>>

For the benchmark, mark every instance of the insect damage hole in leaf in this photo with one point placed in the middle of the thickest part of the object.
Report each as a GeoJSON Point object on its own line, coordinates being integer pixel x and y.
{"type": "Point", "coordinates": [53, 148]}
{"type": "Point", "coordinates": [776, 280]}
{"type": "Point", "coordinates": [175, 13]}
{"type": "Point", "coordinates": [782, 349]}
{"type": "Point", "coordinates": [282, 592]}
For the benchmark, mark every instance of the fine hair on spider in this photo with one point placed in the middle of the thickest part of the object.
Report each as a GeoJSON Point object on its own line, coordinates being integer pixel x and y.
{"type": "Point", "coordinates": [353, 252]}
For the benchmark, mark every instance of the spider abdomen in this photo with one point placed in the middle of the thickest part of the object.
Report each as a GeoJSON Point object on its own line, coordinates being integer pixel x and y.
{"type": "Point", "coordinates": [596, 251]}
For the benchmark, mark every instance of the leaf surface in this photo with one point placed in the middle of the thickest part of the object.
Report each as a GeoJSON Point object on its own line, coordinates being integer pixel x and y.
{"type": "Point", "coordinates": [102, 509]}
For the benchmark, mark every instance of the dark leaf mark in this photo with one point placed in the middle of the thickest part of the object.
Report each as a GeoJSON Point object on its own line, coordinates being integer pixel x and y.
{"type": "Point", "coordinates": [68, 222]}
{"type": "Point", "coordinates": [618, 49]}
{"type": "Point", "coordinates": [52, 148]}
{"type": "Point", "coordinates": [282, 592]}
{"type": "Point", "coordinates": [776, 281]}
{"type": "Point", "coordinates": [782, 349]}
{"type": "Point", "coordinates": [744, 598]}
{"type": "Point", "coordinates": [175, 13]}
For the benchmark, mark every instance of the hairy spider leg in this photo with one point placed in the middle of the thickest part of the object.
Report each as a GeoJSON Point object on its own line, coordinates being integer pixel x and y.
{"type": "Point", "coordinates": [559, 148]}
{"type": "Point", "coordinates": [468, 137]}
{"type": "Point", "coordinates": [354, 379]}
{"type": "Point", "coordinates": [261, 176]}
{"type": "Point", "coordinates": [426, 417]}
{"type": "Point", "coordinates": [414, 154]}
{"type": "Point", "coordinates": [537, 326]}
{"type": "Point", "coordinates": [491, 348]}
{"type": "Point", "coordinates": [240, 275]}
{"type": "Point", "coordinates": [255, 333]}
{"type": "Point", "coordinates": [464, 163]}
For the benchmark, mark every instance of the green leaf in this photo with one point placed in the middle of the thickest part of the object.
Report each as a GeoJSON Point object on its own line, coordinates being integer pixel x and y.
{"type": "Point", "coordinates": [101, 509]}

<<
>>

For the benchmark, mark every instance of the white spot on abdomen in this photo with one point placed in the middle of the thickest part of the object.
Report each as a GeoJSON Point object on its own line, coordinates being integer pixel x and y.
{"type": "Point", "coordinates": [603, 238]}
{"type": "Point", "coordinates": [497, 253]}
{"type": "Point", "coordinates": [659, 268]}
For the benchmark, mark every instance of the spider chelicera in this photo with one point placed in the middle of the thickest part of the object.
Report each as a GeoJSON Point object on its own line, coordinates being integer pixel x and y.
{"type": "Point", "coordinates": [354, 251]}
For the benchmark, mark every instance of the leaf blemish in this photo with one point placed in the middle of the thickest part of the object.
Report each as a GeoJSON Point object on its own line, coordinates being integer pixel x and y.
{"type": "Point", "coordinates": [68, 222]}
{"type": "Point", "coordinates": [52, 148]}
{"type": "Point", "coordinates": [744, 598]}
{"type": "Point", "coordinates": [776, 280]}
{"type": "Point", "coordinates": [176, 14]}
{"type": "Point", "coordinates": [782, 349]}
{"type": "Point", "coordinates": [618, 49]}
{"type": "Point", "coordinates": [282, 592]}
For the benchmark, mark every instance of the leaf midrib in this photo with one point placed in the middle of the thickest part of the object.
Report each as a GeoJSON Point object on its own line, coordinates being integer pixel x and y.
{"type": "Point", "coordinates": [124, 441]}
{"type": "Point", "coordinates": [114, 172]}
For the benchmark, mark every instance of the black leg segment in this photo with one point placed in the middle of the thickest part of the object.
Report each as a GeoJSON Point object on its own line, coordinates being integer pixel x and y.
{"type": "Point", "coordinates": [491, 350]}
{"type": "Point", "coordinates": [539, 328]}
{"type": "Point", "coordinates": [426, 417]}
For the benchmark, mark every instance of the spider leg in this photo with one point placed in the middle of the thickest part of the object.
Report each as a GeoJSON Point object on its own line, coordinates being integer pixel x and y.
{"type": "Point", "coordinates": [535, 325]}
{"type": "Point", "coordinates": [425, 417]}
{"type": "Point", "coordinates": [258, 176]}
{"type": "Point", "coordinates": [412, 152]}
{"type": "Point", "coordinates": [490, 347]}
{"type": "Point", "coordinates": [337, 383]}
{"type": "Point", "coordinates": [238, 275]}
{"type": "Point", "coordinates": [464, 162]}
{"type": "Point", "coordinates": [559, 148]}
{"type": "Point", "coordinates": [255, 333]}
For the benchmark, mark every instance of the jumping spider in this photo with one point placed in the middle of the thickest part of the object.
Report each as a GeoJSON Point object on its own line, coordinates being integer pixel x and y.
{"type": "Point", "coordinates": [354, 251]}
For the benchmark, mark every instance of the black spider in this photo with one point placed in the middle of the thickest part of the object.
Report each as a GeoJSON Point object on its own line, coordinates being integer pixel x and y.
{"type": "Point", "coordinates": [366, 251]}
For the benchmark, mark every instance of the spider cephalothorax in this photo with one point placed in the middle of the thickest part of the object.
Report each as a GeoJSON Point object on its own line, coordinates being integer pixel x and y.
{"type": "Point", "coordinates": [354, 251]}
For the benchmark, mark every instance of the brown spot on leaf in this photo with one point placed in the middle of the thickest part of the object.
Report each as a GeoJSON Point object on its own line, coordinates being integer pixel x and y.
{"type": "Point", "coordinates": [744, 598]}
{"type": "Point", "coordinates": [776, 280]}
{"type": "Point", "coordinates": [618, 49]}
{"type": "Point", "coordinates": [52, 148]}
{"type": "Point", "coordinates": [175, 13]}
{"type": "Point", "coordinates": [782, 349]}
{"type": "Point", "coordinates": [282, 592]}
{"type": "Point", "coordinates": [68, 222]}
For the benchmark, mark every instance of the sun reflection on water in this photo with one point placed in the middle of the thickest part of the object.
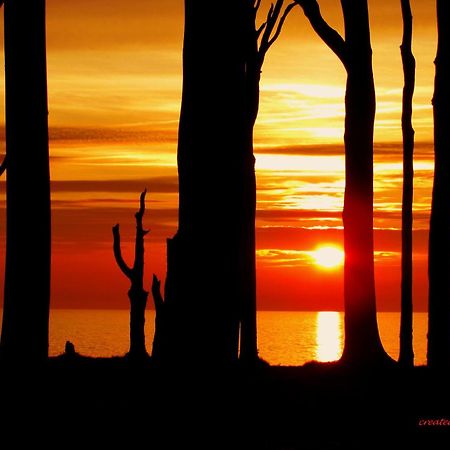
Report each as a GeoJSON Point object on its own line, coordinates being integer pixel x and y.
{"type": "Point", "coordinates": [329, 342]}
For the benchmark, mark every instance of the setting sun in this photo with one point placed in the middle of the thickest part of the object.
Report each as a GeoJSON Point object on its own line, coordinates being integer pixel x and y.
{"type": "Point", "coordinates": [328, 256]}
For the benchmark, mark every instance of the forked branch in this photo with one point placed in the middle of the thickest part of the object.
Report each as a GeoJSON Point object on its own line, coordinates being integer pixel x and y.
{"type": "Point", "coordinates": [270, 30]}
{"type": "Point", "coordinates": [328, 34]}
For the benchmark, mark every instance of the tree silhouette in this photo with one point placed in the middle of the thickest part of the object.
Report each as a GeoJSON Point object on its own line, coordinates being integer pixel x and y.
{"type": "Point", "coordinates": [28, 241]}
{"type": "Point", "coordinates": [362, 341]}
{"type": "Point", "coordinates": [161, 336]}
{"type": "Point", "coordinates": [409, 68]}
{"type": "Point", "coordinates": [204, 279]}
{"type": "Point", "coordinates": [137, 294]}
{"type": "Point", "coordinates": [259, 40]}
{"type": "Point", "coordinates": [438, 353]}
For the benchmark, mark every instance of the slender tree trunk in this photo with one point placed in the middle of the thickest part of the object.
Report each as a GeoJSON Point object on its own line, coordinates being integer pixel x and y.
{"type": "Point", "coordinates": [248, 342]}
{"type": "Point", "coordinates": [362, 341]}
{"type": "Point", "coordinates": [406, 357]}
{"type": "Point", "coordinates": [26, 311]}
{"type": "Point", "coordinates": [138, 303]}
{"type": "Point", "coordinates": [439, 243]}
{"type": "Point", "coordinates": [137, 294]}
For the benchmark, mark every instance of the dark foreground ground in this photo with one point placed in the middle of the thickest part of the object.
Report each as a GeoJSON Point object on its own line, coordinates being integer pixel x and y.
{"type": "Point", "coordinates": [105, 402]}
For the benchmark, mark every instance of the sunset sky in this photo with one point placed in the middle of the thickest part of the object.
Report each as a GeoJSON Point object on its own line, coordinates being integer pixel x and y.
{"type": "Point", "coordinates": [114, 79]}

<<
>>

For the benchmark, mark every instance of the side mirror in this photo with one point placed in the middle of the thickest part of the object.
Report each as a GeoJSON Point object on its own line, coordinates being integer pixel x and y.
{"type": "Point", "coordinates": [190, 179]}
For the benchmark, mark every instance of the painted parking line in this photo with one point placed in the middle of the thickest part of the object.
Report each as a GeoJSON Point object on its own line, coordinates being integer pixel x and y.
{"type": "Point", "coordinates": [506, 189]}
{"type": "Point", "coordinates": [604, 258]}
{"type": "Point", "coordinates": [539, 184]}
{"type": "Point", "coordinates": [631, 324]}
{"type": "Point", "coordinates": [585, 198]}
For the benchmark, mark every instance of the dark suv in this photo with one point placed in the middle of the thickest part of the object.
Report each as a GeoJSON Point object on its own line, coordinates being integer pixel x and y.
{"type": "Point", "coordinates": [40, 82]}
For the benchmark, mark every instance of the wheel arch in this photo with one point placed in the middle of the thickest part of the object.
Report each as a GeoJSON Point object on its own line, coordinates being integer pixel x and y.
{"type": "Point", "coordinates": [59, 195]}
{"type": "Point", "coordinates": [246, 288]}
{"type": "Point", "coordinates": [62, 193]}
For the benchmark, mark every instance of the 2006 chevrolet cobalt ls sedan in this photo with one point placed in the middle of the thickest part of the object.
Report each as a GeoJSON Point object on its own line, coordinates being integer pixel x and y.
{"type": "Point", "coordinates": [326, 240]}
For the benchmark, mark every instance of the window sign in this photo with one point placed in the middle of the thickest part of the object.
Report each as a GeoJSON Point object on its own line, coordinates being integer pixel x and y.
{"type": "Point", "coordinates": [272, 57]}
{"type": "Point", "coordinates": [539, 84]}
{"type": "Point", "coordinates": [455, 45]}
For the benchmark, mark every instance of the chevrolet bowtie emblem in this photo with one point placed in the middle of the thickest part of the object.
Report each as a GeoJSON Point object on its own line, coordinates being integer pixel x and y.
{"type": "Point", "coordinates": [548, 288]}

<<

» EXERCISE INSTRUCTIONS
Return every line in the items above that contains the string "abdomen", treating case as significant.

» REPLY
For the benchmark, mark every instance of the spider abdomen in this photo with one point placed in the middle of the thickest part of the object.
For the benchmark, mark every instance of the white spot on abdomen in this photo with one point placed in the middle of the thickest part of the object.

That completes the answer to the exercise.